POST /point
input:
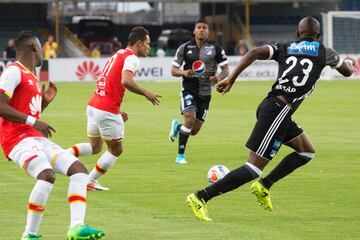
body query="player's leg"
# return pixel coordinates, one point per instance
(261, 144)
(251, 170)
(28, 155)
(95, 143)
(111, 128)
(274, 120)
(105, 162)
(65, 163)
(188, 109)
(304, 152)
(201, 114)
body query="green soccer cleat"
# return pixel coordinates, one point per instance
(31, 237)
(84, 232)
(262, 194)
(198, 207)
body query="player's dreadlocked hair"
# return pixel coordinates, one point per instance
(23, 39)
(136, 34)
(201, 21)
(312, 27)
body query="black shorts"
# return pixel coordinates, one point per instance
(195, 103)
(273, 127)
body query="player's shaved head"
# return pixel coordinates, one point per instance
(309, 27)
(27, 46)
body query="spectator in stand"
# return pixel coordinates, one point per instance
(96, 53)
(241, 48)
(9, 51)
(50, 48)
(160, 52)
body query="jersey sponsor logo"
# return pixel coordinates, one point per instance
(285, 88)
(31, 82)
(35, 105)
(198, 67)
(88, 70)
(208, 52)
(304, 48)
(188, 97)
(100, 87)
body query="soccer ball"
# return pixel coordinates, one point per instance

...

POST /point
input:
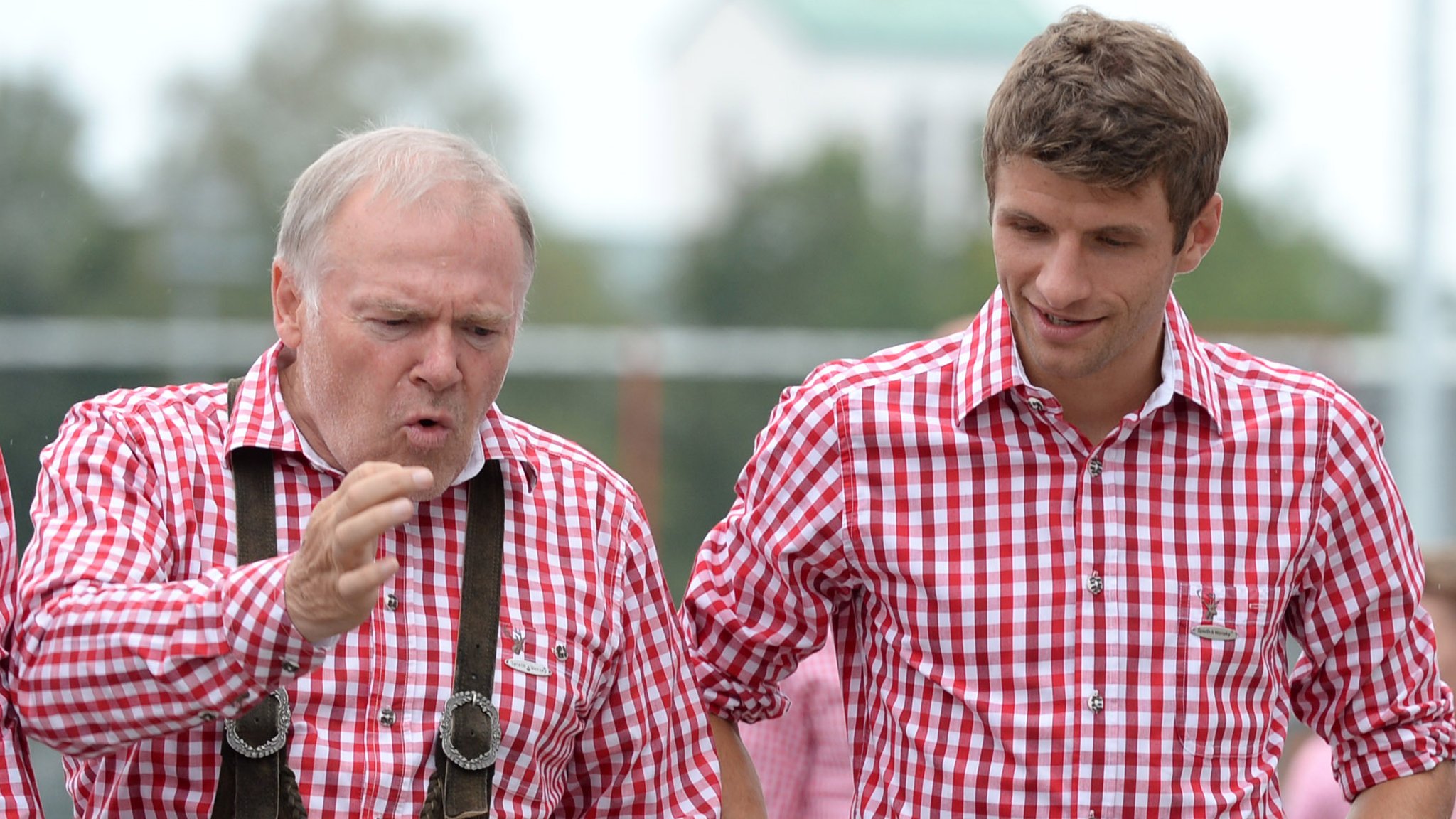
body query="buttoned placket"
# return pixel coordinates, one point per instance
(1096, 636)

Problem statement
Wherever the string "body" occurs in the listing, return the line it sits on.

Answer area
body query="player's leg"
body query="green soccer cleat"
body query="player's dreadlocked hair"
body query="black shorts"
body query="player's shaved head"
body query="spectator in stand"
body query="jersey sponsor logo"
body query="soccer ball"
body query="buttoned placket"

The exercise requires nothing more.